_Given instruction_
Copy the items from the line with "the collar buckle." to the line with "[84,0,1000,1000]", swapping "dry grass tuft" for "dry grass clump" and leaving everything else as it is.

_Data lines_
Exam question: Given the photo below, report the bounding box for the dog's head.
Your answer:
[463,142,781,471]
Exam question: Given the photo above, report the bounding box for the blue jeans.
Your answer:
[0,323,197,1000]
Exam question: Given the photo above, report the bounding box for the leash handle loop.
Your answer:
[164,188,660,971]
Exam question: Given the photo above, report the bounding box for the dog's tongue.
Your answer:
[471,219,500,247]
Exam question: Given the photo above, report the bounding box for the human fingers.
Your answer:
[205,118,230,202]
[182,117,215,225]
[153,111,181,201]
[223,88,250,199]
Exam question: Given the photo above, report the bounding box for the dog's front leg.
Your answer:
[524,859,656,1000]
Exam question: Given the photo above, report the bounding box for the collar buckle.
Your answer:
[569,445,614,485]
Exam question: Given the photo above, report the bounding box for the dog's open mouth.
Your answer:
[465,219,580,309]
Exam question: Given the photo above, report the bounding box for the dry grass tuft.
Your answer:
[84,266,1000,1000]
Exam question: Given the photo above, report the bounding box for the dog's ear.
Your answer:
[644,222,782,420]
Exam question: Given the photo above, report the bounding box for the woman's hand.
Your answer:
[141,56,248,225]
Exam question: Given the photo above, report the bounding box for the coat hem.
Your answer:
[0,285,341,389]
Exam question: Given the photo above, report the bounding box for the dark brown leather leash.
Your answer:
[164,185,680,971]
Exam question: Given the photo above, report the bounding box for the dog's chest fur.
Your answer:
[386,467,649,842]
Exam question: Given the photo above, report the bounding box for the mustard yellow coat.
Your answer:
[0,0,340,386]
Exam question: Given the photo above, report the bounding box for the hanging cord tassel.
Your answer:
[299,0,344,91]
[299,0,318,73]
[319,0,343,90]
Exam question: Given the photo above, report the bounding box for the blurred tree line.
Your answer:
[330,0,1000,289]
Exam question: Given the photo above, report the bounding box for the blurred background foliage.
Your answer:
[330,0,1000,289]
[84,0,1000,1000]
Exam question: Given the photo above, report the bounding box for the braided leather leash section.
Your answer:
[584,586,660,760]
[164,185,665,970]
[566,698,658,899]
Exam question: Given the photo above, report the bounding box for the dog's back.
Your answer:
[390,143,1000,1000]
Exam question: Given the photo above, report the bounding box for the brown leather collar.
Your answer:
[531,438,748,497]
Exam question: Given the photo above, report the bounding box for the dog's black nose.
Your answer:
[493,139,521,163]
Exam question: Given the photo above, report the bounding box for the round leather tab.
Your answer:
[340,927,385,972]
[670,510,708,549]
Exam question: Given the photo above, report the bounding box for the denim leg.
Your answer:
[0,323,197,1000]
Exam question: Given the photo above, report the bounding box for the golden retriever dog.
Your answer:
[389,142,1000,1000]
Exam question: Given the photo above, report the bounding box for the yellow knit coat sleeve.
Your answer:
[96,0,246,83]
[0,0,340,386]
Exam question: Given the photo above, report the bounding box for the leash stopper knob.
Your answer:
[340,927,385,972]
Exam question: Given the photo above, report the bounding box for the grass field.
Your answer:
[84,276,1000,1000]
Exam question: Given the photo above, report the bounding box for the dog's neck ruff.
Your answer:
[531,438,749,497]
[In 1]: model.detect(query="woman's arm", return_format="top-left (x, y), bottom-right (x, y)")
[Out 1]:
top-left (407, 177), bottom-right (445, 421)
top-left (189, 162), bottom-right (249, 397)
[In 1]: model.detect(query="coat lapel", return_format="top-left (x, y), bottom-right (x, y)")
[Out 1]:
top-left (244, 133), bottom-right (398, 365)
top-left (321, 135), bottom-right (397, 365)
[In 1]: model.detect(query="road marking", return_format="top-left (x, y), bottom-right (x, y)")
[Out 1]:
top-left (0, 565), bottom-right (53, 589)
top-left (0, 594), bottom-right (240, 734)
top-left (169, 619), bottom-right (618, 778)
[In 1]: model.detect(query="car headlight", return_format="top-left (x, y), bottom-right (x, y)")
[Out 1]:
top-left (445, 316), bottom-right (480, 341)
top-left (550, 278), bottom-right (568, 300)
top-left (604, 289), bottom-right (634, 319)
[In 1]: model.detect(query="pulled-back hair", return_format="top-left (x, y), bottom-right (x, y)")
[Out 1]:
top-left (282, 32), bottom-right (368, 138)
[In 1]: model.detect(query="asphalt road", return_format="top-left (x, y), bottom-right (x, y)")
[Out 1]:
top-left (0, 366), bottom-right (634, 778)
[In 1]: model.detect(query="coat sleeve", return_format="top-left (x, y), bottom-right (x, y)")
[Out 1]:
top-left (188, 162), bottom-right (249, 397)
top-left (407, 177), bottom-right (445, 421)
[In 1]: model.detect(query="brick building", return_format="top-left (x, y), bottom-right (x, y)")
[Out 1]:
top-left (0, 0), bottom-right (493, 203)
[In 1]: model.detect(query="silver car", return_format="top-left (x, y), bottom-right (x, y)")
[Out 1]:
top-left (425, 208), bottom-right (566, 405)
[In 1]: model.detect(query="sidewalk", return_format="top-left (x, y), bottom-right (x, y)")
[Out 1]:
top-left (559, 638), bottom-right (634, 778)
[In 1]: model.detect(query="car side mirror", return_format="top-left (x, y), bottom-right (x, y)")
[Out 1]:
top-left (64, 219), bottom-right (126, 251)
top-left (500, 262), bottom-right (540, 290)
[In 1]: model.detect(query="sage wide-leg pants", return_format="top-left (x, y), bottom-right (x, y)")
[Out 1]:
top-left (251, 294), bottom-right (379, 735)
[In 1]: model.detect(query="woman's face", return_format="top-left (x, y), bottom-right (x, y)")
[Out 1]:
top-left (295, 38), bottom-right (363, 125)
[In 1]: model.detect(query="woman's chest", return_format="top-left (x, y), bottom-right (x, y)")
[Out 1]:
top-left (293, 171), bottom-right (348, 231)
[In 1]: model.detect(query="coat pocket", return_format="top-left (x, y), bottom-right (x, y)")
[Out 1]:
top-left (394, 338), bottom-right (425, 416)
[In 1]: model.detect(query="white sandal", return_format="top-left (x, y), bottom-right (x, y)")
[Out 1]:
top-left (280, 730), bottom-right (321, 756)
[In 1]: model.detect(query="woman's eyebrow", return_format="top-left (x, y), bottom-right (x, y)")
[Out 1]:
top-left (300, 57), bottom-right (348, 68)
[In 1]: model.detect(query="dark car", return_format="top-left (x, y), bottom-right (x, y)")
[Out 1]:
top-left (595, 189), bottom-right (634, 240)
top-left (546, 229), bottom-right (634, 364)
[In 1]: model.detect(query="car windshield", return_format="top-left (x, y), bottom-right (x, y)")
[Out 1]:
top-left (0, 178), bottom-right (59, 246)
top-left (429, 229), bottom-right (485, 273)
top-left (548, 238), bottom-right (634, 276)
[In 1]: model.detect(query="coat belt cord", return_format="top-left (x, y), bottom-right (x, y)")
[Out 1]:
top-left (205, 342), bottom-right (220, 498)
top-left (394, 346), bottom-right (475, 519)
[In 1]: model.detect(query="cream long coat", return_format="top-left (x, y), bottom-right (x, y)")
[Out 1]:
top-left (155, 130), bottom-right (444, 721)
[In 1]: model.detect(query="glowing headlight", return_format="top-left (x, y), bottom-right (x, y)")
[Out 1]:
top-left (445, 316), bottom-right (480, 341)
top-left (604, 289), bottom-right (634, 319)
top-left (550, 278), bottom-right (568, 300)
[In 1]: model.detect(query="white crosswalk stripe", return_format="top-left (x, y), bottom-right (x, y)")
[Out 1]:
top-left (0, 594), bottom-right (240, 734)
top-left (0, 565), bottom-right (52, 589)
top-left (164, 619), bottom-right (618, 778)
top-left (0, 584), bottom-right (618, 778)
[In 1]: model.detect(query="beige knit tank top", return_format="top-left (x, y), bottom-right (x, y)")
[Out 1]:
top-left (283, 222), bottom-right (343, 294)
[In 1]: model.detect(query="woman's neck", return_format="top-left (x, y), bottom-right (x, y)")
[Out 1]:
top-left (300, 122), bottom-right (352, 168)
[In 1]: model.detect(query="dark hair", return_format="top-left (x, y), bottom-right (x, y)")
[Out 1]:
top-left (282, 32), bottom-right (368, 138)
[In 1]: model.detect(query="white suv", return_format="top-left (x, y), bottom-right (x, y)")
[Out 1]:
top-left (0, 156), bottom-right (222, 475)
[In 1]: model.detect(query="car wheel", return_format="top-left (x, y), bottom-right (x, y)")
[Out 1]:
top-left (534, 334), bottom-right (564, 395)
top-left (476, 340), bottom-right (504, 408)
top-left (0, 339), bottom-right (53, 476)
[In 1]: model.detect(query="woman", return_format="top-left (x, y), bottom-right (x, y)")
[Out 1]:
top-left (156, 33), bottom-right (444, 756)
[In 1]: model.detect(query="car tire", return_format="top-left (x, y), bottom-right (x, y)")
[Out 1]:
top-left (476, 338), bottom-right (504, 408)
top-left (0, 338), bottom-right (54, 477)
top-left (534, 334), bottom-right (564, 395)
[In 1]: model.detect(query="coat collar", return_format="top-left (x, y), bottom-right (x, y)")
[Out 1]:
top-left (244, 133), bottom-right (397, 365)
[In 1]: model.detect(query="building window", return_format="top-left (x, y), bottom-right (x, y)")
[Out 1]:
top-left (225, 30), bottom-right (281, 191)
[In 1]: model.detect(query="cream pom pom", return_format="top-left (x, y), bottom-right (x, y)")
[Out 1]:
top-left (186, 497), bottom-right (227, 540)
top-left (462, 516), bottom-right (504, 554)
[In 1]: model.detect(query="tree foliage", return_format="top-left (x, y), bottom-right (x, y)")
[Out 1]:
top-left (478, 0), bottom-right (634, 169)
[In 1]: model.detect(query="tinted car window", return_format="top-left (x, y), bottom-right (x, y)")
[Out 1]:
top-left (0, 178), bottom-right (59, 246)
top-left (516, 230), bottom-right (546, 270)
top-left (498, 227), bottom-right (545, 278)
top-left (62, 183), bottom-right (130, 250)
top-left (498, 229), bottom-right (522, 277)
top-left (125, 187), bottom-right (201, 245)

_The completed task_
Exam question: Given the photo above, report the bounding box for the collar buckle.
Your answer:
[569,445,614,485]
Exam question: Given the photo above, report the bounding box for the dog's open mouth.
Your answer:
[465,219,580,309]
Exam question: Given the photo above, report the bounding box for the dry grass clump.
Your answer:
[84,266,1000,1000]
Exam question: Given the photo above, report the bounding box for the dog's ear.
Your answer:
[644,222,782,420]
Exam question: Given the photo above, report the bounding box for the woman's hand.
Your answer:
[141,56,248,225]
Exam question: Given the photo above, report the bounding box for the coat hem.
Your answer:
[0,285,341,389]
Exam question: Given the photo above, report the bounding box for the dark brown leather leash.
Your answer:
[164,185,680,971]
Exam question: Given the photo above, report the bounding box for the dog's chest fur.
Your answer:
[386,467,649,842]
Exam question: Given the photo above, report the bounding box for the mustard yellow coat.
Your answer:
[0,0,340,386]
Exam question: Given the photo above, report the bounding box for the hanging cord tassel.
Your answer:
[299,0,344,91]
[299,0,318,73]
[319,0,343,90]
Exam question: Given the photo above, report the bounding box for the blurred tree line.
Your answer:
[330,0,1000,289]
Exam question: Given the photo above, report the bounding box for the blurred background foliage.
Your answer:
[330,0,1000,289]
[84,0,1000,1000]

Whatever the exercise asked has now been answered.